_Required work_: Write a continuation of the news article below about Simon McDonald's criticism of the Foreign, Commonwealth and Development Office, picking up after its last sentence.

Former Foreign Office perm sec calls for FCDO redundancies

Simon McDonald says the FCDO looks like “two departments stuck together”
Lord Simon McDonald speaking at the International Relations and Defence Committee

By Tevye Markson

31 Mar 2022

The Foreign, Commonwealth and Development Office needs a round of redundancies to trim down its senior ranks and create a “coherent new structure”, the former head of its predecessor department has said.

Lord Simon McDonald, who was permanent secretary at the Foreign and Commonwealth Office for five years before it merged with the Department for International Development in September 2020, said: “The top of the organisation is, in my judgement, too big.

“There needs to be a [voluntary early severance scheme] and there needs to be a round of compulsory redundancies after that, in order for a coherent new structure to emerge. As far as I can see, none of that is in the offing.”

McDonald, speaking at the House of Lords International Relations and Defence Committee, also criticised a restructure announced earlier this month that included political director Tim Barrow’s appointment as second permanent secretary at the department.

“I was completely puzzled by this latest restructuring, which didn't seem to me to serve a strategic purpose,” he said.

“I can see a case for a second permanent secretary, but why would you take as the second permanent secretary the political director and not change that person's responsibility? If the second permanent secretary was someone who was steeped in development, that would be a rationale, if it was someone who was going to drive forward the merger, who had a corporate anchor, that would make sense, but rebadging the political director – I don’t get it.”

He also said there were “too many” director generals in the department, and questioned why the recent reshuffle had added an extra DG to its ranks and changed the roles of three others.

“One of the new ones is called director general of geopolitics and security,” he said. “I was in the Foreign Office for 38 years and I couldn’t tell you what that person is trying to do that everyone else isn’t trying to do. Surely, all DGs have those things on their mind as they do their work.”

McDonald said he thinks the restructure was driven by the crisis in Ukraine. “Maybe Ukraine will be handled more swiftly at the top as a consequence, but it does not feel strategic, it does not feel permanent, and I do not think it helps,” he said.

‘Two departments stuck together’

Asked how he felt the merger had gone, McDonald said it was “too soon to tell” whether it had been successful, but it looked like ministers had “just stuck the two departments together”.

“Clearly it is not fated to succeed but neither do I think it is fated to fail,” he said.

He noted that the merger happened under “very difficult circumstances”.

The biggest difficulty the department faced was a cut to overseas development assistance less than three months after the merger, McDonanld said. Last year ODA was reduced by more than a third, from 0.7% of UK national income to 0.5%.

_Data under study_:
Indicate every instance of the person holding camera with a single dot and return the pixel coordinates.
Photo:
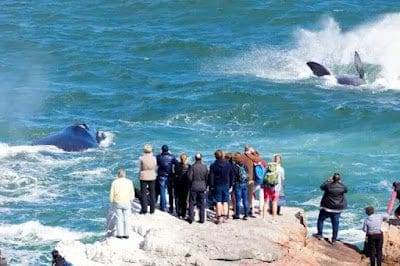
(333, 202)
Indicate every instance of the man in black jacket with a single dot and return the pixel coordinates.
(198, 185)
(166, 162)
(333, 203)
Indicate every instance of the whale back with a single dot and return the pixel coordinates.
(74, 138)
(359, 65)
(318, 69)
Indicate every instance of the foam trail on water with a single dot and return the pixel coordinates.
(377, 43)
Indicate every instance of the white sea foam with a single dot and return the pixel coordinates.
(34, 230)
(377, 43)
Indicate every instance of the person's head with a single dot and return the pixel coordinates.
(236, 157)
(369, 210)
(121, 173)
(228, 156)
(277, 158)
(336, 177)
(198, 157)
(147, 148)
(164, 148)
(183, 157)
(219, 154)
(248, 149)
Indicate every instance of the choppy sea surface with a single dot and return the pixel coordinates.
(196, 75)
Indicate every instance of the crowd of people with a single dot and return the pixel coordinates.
(237, 178)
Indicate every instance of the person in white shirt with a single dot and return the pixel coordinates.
(121, 195)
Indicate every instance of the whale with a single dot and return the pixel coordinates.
(351, 80)
(78, 137)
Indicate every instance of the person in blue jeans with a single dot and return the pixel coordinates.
(333, 202)
(240, 177)
(165, 173)
(221, 178)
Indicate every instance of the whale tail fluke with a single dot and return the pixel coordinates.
(359, 65)
(318, 69)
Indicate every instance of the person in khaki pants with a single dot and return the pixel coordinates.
(121, 195)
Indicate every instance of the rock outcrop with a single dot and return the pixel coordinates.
(163, 239)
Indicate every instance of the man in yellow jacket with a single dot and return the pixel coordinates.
(121, 195)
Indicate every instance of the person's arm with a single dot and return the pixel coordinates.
(112, 193)
(391, 202)
(365, 225)
(190, 174)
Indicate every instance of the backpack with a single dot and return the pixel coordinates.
(243, 175)
(259, 172)
(271, 176)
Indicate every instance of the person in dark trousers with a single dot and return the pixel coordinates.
(241, 177)
(147, 176)
(221, 179)
(181, 186)
(372, 226)
(197, 176)
(166, 162)
(395, 195)
(333, 202)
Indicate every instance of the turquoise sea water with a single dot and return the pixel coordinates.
(196, 75)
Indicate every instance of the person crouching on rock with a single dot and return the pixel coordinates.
(121, 195)
(372, 226)
(221, 179)
(395, 194)
(197, 176)
(147, 178)
(333, 202)
(181, 186)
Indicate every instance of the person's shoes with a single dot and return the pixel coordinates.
(317, 236)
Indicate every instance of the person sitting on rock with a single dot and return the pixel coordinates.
(372, 226)
(395, 194)
(333, 202)
(221, 179)
(181, 184)
(121, 195)
(197, 177)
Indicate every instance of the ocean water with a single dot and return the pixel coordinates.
(196, 75)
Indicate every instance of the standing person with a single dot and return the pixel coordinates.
(372, 226)
(166, 162)
(121, 195)
(241, 176)
(198, 185)
(249, 158)
(221, 179)
(333, 202)
(147, 178)
(275, 176)
(181, 184)
(395, 194)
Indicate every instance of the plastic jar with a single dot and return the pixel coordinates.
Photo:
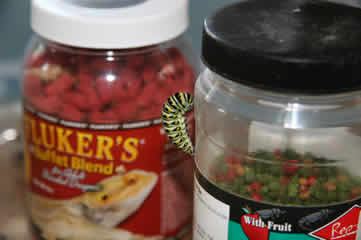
(98, 164)
(278, 114)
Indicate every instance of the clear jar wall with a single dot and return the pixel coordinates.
(106, 86)
(284, 149)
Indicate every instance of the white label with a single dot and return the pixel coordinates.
(210, 216)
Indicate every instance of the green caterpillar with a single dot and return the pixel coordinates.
(174, 122)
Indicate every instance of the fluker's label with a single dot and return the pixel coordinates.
(224, 216)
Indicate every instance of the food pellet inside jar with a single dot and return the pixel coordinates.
(285, 177)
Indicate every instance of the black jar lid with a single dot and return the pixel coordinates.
(290, 46)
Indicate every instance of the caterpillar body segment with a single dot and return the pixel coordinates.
(174, 122)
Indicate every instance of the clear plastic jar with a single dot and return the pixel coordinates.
(98, 164)
(278, 113)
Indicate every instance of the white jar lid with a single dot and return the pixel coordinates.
(109, 24)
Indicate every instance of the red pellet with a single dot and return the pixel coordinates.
(126, 111)
(32, 85)
(64, 82)
(109, 116)
(78, 100)
(127, 87)
(105, 87)
(146, 98)
(49, 105)
(72, 114)
(256, 186)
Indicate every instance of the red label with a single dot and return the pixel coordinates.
(115, 183)
(342, 228)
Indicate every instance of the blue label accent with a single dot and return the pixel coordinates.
(235, 232)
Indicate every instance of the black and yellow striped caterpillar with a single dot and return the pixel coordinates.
(174, 122)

_Answer for the task_:
“Everybody in the last 18 months has been focused on where to cut and because of certain international obligations, some cuts have been way more than a third. Some have been cut completely and others have been cut by 80%,” he said.

Ministers have maintained that the target will return to 0.7% of GNI “when the fiscal situation allows”. But Institute for Government director Bronwen Maddox, who spoke to the committee in the same session, said "you can't just switch it back on" and it will take time to restart projects.

The timing of the merger’s announcement, which came before the completion of the integrated review, and the Covid pandemic also hindered the move, McDonald said.

The integrated review – a cross-government review of defence, security and foreign policy that the prime minister said would examine how government could be structured to meet global challenges – began in February 2020. It did not conclude until last March – long after the FCO and DfID merged. McDonald said the announcement of the merger in June 2020 “anticipated” the review’s conclusions rather than allowing it to make its recommendations first.

And he said staff having to get to know each other on screen rather than in person due to the Covid-19 pandemic as they set up the new department “hugely added to the challenge”.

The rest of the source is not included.